## Your goal
Copy the records below word for word, keeping every line and every coordinate as it is.

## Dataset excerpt
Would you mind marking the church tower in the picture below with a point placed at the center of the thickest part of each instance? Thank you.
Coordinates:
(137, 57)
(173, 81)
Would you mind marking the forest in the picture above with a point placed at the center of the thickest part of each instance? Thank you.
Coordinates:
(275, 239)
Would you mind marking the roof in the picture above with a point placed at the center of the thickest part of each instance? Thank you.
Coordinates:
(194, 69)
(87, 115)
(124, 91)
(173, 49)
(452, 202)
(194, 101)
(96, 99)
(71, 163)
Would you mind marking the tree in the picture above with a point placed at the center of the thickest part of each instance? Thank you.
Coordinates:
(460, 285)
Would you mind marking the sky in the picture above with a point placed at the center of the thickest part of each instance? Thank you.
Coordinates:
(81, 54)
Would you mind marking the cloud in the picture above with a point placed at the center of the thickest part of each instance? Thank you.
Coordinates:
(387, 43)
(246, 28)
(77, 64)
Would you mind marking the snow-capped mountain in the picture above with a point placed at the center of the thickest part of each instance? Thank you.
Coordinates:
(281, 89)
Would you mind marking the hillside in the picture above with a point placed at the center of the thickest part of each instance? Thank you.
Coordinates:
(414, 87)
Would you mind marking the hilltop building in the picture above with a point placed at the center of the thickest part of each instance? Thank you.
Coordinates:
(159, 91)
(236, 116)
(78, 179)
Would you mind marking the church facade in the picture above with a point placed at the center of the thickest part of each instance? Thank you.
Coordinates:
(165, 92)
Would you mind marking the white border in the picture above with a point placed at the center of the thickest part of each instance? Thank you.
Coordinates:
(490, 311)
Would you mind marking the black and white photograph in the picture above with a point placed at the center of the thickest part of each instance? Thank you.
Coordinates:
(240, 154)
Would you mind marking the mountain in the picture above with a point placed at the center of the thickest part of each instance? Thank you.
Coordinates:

## Written reply
Would you mind marking the church tower in the picture below with a point placed at the center of the thickest part of each instance? Thank you.
Coordinates:
(137, 57)
(173, 81)
Would you mind marking the forest in the picture above with a point placed at the center of the thickest part of each instance? Thank you.
Coordinates:
(275, 239)
Would you mind marking the roof in the picture above with a point placed at the center of the thickest part of each instance? Thank you.
Coordinates:
(194, 69)
(87, 115)
(124, 91)
(173, 49)
(452, 202)
(194, 101)
(96, 99)
(71, 163)
Would you mind marking the tree in the picture above with a point placed at the center of the thickest part of each instance? Thank you.
Coordinates:
(460, 285)
Would you mind marking the sky in the picture above with a point placed at the center of the thickest part of each instance? Thank you.
Coordinates:
(81, 54)
Would you mind marking the cloud in the picture above with a point placed at the center of the thickest part of each instance? Thank you.
Coordinates:
(387, 43)
(246, 28)
(77, 64)
Would you mind marking the snow-capped mountain in the picture above with a point placed at the center of the thickest part of each instance? Thank you.
Coordinates:
(281, 89)
Would you mind marking the hillside in the picture above with a point placed at the center of the thickest part of each instance? Thank you.
Coordinates:
(414, 87)
Would you mind marking the hilltop building in the picture above with a point placed at the center of the thickest part of each instance? Thank you.
Coordinates:
(159, 91)
(236, 116)
(78, 179)
Would you mind marking the church facade in the picture above with a point placed at the center of the thickest part of each instance? Thank you.
Coordinates:
(165, 92)
Would you mind marking the white border in the picture above with a point placed at the center of the thickest part of each instance? Thank you.
Coordinates:
(490, 311)
Would you mind marking the black and white photograph in the picture above with a point placed at the center of the thickest part of each instance? Thank you.
Coordinates:
(240, 154)
Would you mind marking the mountain in the picture above with a point placed at the center of the thickest part of each instance? Thank you.
Coordinates:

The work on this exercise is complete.